▸ Problem to work on
Please locate each line in the records below that contains the word "black" and copy those lines out.

▸ Listing
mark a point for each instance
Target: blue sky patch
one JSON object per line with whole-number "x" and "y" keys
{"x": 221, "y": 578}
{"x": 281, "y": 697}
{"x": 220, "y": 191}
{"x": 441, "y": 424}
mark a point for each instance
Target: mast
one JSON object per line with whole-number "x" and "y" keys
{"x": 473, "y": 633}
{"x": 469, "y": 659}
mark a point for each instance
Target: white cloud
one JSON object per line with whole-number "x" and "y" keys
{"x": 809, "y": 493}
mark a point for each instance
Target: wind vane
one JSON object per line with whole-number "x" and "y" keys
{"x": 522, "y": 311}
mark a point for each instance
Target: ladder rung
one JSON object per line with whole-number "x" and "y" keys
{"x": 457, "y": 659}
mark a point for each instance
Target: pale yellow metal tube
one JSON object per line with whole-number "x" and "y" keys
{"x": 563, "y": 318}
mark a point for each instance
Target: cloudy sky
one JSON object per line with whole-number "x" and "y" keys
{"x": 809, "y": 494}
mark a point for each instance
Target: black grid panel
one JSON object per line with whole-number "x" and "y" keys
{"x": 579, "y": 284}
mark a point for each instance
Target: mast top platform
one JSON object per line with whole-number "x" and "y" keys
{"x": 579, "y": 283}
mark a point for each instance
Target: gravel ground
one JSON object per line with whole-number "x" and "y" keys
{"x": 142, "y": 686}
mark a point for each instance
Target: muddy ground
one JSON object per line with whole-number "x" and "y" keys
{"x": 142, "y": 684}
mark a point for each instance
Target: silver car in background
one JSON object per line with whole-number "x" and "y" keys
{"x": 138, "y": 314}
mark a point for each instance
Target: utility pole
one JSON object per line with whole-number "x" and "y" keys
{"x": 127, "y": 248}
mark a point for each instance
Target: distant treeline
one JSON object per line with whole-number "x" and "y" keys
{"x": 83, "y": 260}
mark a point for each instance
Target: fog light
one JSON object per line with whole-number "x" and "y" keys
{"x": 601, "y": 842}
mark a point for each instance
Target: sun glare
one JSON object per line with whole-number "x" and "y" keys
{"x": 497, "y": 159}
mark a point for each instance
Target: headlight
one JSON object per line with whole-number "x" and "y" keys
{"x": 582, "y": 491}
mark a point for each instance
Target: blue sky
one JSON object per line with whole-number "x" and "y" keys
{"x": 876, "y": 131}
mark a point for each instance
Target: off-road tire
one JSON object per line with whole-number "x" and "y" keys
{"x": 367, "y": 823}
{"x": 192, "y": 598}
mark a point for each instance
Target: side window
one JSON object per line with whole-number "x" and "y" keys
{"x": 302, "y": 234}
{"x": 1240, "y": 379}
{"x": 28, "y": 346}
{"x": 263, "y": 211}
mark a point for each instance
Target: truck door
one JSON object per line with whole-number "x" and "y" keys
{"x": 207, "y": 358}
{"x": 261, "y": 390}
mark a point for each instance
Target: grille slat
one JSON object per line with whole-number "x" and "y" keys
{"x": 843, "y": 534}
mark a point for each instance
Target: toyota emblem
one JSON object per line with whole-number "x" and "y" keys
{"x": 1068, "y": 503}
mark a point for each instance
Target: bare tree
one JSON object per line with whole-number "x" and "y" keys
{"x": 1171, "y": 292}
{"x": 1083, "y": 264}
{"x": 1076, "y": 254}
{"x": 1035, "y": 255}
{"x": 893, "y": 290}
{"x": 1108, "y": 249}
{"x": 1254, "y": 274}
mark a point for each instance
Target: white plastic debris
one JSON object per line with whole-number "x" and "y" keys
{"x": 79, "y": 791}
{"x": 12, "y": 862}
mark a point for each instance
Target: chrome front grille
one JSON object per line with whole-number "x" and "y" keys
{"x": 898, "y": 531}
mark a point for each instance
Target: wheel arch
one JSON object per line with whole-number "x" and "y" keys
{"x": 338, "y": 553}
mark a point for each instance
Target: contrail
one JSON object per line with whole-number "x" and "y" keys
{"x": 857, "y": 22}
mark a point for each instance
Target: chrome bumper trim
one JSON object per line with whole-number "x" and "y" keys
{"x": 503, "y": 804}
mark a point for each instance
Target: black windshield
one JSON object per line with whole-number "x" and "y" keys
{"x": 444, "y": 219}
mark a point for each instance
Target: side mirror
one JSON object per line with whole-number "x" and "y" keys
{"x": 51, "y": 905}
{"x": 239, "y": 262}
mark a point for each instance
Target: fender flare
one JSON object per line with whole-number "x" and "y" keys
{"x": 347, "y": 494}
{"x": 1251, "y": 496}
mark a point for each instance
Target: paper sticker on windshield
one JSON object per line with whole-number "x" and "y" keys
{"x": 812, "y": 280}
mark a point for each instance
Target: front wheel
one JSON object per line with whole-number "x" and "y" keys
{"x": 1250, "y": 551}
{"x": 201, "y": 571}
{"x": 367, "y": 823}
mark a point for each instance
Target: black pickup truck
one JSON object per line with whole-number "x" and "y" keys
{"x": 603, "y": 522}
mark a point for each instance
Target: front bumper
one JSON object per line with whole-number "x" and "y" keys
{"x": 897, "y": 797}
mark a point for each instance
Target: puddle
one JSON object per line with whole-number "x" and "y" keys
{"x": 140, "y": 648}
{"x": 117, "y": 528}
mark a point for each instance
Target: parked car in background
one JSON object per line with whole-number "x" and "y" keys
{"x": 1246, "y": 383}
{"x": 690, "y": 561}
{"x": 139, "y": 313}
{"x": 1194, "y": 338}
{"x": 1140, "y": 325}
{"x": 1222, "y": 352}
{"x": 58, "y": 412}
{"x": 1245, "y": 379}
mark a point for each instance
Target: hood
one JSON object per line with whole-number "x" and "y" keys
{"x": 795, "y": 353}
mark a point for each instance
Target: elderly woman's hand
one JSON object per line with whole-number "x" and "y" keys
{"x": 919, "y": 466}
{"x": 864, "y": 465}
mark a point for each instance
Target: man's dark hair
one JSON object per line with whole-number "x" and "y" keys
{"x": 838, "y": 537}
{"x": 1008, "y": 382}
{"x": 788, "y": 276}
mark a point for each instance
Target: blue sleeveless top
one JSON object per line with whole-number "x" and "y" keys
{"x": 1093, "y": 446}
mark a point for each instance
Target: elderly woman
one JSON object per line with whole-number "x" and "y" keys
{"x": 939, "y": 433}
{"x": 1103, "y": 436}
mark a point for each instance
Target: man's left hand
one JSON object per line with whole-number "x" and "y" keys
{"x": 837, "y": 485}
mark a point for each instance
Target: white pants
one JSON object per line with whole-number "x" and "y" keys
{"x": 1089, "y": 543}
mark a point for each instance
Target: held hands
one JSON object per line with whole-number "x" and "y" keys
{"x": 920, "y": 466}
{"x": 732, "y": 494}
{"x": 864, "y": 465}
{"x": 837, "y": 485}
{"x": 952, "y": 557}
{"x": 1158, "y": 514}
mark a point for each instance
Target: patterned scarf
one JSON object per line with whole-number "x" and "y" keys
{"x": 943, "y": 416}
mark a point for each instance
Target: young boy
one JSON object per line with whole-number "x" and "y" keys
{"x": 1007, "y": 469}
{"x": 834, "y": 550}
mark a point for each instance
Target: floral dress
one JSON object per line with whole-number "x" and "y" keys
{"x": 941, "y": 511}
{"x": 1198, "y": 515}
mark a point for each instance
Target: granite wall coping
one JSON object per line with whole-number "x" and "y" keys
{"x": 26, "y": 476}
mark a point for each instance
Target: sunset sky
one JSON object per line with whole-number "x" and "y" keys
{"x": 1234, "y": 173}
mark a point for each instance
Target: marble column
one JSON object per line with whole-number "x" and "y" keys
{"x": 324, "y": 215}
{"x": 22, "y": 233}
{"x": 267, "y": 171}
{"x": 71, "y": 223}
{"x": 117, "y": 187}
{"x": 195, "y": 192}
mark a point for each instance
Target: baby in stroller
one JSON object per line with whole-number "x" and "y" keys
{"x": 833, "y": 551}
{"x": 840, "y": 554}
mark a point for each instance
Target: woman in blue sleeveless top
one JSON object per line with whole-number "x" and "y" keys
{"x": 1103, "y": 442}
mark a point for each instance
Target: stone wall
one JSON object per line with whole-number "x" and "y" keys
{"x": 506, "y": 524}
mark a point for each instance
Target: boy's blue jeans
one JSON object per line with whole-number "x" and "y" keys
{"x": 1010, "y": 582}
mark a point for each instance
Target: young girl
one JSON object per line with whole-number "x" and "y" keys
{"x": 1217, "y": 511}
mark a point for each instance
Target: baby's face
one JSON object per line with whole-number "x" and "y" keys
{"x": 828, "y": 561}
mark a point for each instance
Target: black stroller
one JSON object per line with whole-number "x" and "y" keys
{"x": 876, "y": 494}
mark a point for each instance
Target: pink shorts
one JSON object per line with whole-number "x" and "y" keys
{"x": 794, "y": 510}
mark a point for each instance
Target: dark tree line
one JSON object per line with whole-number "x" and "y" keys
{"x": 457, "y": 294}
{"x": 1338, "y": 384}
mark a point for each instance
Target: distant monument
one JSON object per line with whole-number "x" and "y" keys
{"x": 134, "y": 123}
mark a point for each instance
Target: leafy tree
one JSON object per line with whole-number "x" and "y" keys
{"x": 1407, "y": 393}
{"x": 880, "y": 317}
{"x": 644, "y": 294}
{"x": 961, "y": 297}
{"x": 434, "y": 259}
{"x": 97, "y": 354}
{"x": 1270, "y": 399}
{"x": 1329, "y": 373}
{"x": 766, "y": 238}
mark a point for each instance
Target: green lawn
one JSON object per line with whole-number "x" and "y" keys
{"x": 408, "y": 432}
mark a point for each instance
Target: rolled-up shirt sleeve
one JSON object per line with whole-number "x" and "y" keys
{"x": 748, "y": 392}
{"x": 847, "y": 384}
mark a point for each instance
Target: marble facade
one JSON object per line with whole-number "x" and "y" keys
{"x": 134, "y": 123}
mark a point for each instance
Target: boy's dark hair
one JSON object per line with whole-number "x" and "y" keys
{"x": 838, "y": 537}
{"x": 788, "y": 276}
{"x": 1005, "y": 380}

▸ Final result
Target: black grid panel
Target: black windshield
Target: black pickup truck
Target: black stroller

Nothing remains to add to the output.